**PAGE EXCERPT**.
------------------------------
# Kitty Kitty.... Meow!



## TAK (Sep 9, 2007)

Sure wish I would have a tag.... The kitty was in no big hurry to leave. He/She sat there over 15 minutes...


----------



## nickpan (May 6, 2008)

thats a nice cat!


----------



## stimmie78 (Dec 8, 2007)

where was it? I know someone with a tag or two...


----------



## KattTraxx (Sep 10, 2007)

Oh Man,
I wish I had been there with a couple young dogs.. That would have been a pretty good training opportunity. We all have a few tags, but we sure don't use many of them. Those little bobbers are a lot of fun to run.. Another opportunity lost.. Oh Well. KattSkatt


----------



## mikevanwilder (Nov 11, 2008)

Wait TAK did you call the bugger in? Did you do it around the carbon county area?


----------



## TAK (Sep 9, 2007)

mikevanwilder said:


> Wait TAK did you call the bugger in? Did you do it around the carbon county area?
------------------------------
**THE INPUT**.
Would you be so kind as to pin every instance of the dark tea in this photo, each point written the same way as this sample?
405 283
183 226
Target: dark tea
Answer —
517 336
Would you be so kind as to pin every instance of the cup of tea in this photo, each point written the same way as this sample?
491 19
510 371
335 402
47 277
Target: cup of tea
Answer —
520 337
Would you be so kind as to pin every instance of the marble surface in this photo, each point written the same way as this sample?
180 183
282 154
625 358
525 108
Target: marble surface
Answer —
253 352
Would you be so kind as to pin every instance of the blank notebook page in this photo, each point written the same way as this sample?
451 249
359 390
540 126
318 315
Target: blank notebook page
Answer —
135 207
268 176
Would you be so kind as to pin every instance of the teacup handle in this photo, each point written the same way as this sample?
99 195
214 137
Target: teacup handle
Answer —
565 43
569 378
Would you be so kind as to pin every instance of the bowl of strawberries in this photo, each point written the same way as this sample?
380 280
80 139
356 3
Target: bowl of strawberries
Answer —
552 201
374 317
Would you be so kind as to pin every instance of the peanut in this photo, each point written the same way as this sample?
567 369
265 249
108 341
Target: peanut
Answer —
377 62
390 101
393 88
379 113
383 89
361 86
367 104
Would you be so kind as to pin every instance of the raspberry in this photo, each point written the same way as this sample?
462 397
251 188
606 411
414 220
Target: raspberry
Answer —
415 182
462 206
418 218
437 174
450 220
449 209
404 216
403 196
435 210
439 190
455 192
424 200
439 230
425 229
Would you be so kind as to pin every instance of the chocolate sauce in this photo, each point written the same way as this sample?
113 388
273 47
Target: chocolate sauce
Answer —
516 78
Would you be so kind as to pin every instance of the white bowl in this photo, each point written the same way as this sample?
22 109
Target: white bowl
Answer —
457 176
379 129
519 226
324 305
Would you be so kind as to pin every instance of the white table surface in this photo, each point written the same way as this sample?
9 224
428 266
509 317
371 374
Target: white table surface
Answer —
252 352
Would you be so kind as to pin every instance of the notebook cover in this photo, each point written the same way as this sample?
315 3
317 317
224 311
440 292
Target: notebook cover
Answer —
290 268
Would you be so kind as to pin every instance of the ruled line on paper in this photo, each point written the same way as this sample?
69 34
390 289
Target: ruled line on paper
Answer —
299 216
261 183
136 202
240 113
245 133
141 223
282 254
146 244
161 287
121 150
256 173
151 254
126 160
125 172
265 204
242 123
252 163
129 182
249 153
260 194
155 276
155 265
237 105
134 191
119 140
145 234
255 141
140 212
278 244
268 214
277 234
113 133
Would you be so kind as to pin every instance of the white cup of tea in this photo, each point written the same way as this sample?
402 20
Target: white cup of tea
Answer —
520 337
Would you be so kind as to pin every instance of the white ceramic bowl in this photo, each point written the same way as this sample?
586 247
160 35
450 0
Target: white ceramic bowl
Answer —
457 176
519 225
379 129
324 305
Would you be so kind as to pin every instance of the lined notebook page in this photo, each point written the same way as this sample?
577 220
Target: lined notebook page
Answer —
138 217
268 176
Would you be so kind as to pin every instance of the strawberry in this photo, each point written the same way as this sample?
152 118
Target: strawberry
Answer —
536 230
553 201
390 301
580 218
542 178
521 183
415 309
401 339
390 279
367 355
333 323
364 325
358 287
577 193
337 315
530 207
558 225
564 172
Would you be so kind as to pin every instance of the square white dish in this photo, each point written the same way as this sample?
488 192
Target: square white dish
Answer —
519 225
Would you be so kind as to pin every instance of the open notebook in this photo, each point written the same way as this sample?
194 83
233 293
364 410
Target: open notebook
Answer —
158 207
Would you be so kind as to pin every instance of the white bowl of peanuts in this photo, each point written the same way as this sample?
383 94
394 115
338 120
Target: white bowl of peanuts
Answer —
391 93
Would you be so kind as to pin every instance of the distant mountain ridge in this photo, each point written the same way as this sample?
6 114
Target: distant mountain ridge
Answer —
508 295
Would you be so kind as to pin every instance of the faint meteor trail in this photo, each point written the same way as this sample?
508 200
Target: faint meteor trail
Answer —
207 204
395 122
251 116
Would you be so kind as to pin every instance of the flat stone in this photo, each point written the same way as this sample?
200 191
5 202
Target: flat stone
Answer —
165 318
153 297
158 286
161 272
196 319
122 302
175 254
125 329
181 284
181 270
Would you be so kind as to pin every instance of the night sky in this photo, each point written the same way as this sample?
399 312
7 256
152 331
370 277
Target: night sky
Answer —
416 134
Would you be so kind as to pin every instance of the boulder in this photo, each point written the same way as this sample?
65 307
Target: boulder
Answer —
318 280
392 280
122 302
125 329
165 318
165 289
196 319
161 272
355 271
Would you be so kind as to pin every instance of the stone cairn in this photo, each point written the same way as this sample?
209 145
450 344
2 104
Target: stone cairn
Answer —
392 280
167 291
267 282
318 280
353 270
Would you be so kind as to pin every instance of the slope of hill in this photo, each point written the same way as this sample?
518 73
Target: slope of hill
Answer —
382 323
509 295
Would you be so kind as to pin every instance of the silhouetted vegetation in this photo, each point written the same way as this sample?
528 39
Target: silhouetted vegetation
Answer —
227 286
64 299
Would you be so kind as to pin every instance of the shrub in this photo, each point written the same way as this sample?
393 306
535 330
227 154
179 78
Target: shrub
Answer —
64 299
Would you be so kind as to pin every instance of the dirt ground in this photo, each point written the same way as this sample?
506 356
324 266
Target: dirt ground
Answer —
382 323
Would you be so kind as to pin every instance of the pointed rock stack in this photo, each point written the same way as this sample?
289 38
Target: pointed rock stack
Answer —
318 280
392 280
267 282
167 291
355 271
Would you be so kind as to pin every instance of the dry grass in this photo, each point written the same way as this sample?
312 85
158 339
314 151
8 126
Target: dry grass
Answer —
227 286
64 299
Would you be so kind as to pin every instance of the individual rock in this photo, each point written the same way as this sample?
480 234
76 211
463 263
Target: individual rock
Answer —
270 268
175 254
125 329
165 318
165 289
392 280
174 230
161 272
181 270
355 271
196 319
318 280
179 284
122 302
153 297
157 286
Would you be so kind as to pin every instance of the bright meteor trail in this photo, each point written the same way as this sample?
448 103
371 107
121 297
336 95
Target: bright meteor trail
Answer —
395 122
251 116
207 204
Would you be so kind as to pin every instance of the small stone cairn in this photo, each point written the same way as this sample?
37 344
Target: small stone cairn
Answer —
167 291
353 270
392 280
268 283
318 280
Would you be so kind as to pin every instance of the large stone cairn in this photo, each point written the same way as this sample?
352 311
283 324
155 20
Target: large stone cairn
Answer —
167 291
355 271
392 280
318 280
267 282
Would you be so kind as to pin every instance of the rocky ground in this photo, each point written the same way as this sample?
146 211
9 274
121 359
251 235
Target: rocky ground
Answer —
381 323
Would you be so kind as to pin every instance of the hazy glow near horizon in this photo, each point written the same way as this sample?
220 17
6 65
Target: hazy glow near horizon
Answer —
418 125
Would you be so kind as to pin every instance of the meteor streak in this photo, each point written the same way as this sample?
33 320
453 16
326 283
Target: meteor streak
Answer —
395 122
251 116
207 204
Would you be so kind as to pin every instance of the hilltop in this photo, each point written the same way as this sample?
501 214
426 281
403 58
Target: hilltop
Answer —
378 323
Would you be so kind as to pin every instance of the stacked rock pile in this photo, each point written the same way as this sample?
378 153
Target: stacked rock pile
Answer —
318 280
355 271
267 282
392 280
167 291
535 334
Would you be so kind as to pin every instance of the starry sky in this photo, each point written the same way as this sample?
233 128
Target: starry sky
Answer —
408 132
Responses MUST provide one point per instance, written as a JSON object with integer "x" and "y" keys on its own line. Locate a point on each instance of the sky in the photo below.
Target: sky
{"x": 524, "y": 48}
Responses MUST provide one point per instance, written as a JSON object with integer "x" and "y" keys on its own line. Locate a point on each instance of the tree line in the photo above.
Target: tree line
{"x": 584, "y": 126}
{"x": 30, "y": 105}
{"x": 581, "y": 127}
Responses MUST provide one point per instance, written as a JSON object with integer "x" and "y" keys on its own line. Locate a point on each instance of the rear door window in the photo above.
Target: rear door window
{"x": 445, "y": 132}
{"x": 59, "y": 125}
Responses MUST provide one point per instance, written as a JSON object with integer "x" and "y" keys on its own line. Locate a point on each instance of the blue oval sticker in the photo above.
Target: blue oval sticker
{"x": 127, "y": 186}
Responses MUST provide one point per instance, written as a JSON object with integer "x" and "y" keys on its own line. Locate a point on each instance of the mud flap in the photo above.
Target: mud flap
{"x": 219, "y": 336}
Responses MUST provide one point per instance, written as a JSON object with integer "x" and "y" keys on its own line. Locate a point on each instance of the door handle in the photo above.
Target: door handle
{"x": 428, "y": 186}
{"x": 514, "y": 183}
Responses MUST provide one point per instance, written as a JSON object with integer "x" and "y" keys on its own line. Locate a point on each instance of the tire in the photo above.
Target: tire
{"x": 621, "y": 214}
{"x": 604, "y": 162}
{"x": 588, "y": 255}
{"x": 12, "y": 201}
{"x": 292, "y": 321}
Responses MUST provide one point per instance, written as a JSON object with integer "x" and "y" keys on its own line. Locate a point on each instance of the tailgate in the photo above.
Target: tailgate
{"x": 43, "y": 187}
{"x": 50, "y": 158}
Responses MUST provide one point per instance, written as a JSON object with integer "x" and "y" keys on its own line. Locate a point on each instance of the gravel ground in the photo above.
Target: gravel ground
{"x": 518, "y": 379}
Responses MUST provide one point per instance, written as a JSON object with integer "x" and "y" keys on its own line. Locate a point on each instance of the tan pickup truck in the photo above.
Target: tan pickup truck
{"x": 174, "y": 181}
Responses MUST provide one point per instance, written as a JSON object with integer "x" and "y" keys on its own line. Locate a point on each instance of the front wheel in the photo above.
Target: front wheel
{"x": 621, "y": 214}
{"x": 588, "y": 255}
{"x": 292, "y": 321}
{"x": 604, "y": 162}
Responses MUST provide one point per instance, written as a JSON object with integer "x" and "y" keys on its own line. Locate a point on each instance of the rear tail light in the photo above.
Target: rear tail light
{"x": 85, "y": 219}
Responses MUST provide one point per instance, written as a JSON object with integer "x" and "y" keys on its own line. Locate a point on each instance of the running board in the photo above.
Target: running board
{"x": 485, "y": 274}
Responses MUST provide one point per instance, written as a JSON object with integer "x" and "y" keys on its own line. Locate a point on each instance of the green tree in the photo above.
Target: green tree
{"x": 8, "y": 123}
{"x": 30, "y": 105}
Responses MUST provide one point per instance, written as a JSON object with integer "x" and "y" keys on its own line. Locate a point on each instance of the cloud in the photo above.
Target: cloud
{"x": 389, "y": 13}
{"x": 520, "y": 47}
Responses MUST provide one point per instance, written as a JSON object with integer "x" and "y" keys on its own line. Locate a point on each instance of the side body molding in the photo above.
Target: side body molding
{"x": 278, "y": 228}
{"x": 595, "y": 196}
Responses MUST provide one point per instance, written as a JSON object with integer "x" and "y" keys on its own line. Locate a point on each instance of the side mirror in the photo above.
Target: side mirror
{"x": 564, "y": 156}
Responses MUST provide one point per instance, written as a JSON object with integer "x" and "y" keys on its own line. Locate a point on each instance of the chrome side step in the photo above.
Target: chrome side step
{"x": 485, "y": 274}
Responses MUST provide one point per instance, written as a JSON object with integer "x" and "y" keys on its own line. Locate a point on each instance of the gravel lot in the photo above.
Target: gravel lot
------------------------------
**PROBLEMS TO WORK ON**.
A: Pick out every line in the records that contains the word "mirror".
B: Continue the forum thread about the kitty sighting, picking up after its last line.

**EXERCISE ANSWERS**.
A:
Responses MUST provide one point per instance, written as a JSON object with integer "x" and "y" keys on its own line. Locate a point on each instance of the side mirror in the photo above.
Target: side mirror

B:
I am just waiting for ya to invite me on a hunt man!


----------



## mikevanwilder (Nov 11, 2008)

Lets go! when ever your ready let me know, I don't have a tag but would like to see one called in! _O\


----------



## TAK (Sep 9, 2007)

I wish I could say I called it in but I just sported it, first take was that it was a yote. After putting him in the scope I found out he was not a dog but a cat!
This is the 4th or 5th cat I have seen, the first two I did call in together some years ago. I spoted him around 11 today in Indian Canyon on the Nelsons property. Those with tags I am sure if you ask Mark Nelson or better yet his father they would be glad to let you chase it.
Like I said he was in no hurry to get out of there... Took th pictures and even tried to find rocks to throw to try and get some running shots. All it dis was stand up and mossy on off....

I wish I could do something with the pictures to zoom in like I can on the computer to show th markings on it. Through the scope he most the time had his eyes closed!


----------



## pkred (Jul 9, 2009)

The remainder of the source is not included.